[BEGIN Records shown]

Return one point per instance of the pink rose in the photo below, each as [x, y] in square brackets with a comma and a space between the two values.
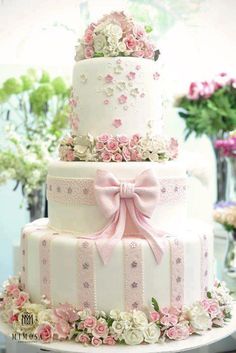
[112, 145]
[88, 37]
[155, 316]
[88, 52]
[62, 329]
[109, 340]
[100, 330]
[66, 312]
[130, 42]
[96, 341]
[123, 140]
[90, 322]
[45, 332]
[106, 156]
[117, 157]
[103, 138]
[82, 338]
[21, 299]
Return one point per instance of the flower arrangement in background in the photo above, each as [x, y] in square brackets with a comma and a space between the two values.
[108, 148]
[116, 35]
[210, 106]
[34, 108]
[64, 322]
[225, 214]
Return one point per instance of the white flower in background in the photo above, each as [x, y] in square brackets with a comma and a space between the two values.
[99, 42]
[198, 317]
[151, 333]
[133, 337]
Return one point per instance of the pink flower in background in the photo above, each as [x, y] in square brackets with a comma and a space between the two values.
[96, 341]
[117, 123]
[103, 138]
[106, 156]
[131, 75]
[112, 145]
[45, 332]
[62, 329]
[88, 52]
[109, 78]
[117, 157]
[90, 322]
[122, 99]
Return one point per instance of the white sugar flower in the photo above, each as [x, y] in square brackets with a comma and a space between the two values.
[133, 337]
[151, 333]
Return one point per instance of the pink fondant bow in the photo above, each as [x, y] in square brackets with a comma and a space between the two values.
[115, 198]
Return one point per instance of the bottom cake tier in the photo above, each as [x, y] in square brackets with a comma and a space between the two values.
[65, 268]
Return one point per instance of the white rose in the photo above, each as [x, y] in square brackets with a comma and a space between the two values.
[199, 318]
[140, 320]
[133, 337]
[99, 42]
[151, 333]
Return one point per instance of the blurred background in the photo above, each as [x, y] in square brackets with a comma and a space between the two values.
[197, 42]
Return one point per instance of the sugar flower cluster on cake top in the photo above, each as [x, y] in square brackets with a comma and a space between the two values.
[116, 35]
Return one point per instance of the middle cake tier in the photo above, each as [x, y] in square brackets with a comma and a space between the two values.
[72, 203]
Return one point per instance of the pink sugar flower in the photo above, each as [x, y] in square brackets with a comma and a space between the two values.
[155, 316]
[90, 322]
[117, 157]
[109, 340]
[21, 299]
[96, 341]
[62, 329]
[112, 145]
[88, 52]
[131, 75]
[103, 138]
[45, 332]
[109, 78]
[66, 312]
[100, 330]
[106, 156]
[122, 99]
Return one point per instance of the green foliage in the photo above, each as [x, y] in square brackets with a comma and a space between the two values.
[210, 116]
[34, 114]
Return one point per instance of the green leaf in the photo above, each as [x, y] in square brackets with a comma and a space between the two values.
[155, 304]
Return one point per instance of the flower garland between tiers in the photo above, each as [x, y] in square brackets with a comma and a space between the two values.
[64, 322]
[108, 148]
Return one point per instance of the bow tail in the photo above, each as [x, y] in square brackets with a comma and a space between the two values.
[151, 234]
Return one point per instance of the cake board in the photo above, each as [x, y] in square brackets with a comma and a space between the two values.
[193, 342]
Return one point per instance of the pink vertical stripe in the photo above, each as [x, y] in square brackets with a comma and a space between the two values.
[177, 272]
[86, 274]
[204, 264]
[133, 273]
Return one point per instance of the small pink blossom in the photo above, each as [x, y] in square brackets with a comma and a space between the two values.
[109, 78]
[90, 322]
[117, 123]
[106, 156]
[100, 330]
[109, 340]
[88, 52]
[155, 316]
[45, 332]
[112, 145]
[122, 99]
[131, 75]
[103, 138]
[62, 329]
[21, 299]
[117, 157]
[96, 341]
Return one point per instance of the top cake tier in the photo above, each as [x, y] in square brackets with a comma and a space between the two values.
[116, 95]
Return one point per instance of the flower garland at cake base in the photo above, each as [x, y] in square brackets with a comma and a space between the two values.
[64, 322]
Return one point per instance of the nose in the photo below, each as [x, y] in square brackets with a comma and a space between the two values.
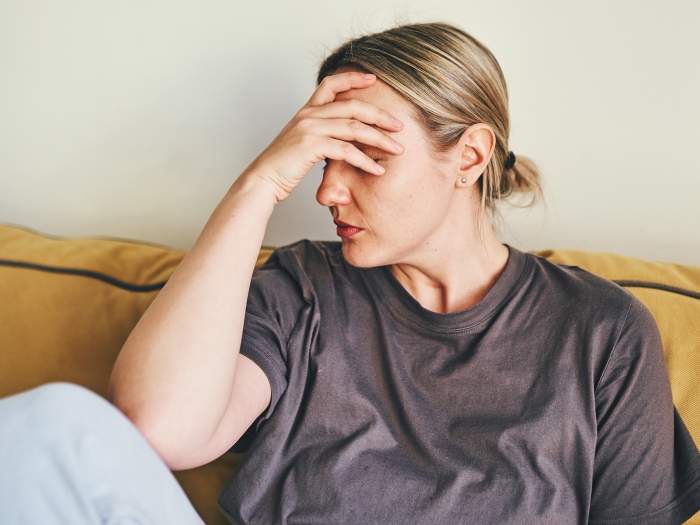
[334, 188]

[END Records shown]

__Task details__:
Your copy of the data should match it exactly, except that pictures are left out.

__Finished exercise__:
Return one point per instance of the pink rose in the photo below, each as [x, y] in square brackets with a comma and a space between the two values.
[112, 145]
[88, 37]
[155, 316]
[88, 52]
[62, 329]
[109, 340]
[100, 330]
[66, 312]
[130, 42]
[96, 341]
[123, 140]
[90, 322]
[45, 332]
[106, 156]
[117, 157]
[103, 138]
[82, 338]
[21, 299]
Return one point per instance of the flower arrangement in background in the photo above, each as [x, y] in square brackets with a comma and a space between the two values.
[108, 148]
[116, 35]
[210, 106]
[34, 108]
[64, 322]
[225, 214]
Return one point per instance of the white flower in background in the photo above, each as [x, y] in square brackets with a comma and a space between the two values.
[99, 42]
[198, 317]
[151, 333]
[133, 337]
Return one point per instance of the pink flower in background in the photo above, each as [x, y] in square brackets with a comma and a space between the two values.
[96, 341]
[117, 123]
[103, 138]
[106, 156]
[131, 75]
[112, 145]
[45, 332]
[62, 329]
[88, 52]
[109, 78]
[117, 157]
[90, 322]
[122, 99]
Return one point per instance of the white sugar flower in the photo above, each as [x, y] in square brackets with a comma and a space between the two values.
[133, 337]
[151, 333]
Return one point per instance of the pink fondant bow in the photo above, each as [x, y] in square brackets with a comma and a space between the two values.
[115, 198]
Return one point per instance of the bottom cake tier in the photo above, each as [x, y] in square brackets with a comma and a space between the two values.
[65, 268]
Return one point per instance of the white rose in the photo above, each as [x, y] in square brackets with a comma and a space between the two values.
[199, 318]
[140, 320]
[133, 337]
[99, 42]
[151, 333]
Return one point per instance of the blurred background in the photo above, each as [x, y] in square brackets with a comma and a space between the two values.
[197, 42]
Return one point per instance of the sugar flower cluster on cake top in the photo above, each as [x, y] in square brackets with a comma and a space between the two values.
[116, 35]
Return one point per instance of the middle cake tier in the photo above, each as [x, y] in square brackets with a comma and a space between the two values.
[72, 203]
Return one point per instance of the pink sugar flower in the photo above, each as [x, y] in square brackets with a comma and a space between the two values.
[155, 316]
[90, 322]
[117, 157]
[109, 340]
[21, 299]
[96, 341]
[62, 329]
[112, 145]
[88, 52]
[131, 75]
[103, 138]
[45, 332]
[109, 78]
[66, 312]
[100, 330]
[106, 156]
[122, 99]
Return one point per instance of the green foliage in the photo above, each as [x, y] in square brackets with a comma and a space between the two values.
[210, 116]
[34, 114]
Return one point per instance of the green leaf in the photo above, each as [x, y] in square brackets with a comma and a space between the two values.
[155, 304]
Return one point per instance of the flower garland between tiers in the photo above, each as [x, y] in square brackets with a comma and a space between the two values.
[64, 322]
[108, 148]
Return one point per instance of the bow tail in the photo above, each as [x, y] in square brackets with a comma and a space between the two values.
[151, 234]
Return one point per instance of the cake board in the photo above, each as [x, y] in square brackets with a comma and a space between the two values.
[193, 342]
Return one point per instance of the pink vertical stripe in the photo above, each as [x, y] in square brackets with a comma and a space between the two values.
[177, 272]
[86, 274]
[204, 264]
[133, 273]
Return one point per instance of the small pink blossom in the photo above, each as [x, y] in square brackets with a comma and a space between the two values.
[109, 78]
[90, 322]
[117, 123]
[106, 156]
[100, 330]
[109, 340]
[88, 52]
[155, 316]
[45, 332]
[112, 145]
[122, 99]
[131, 75]
[103, 138]
[62, 329]
[21, 299]
[117, 157]
[96, 341]
Return one point per instance of the top cake tier in the photo above, each as [x, y] in square brackets with a comma and a space between the two values.
[116, 95]
Return one point per instance of the flower garland at cake base in the photo above, each as [x, y] in square brackets with a comma and a space between the two values.
[64, 322]
Return one point per instance of the nose in the photo below, each as [x, y] in square brackets with a comma and a space between the two values.
[334, 188]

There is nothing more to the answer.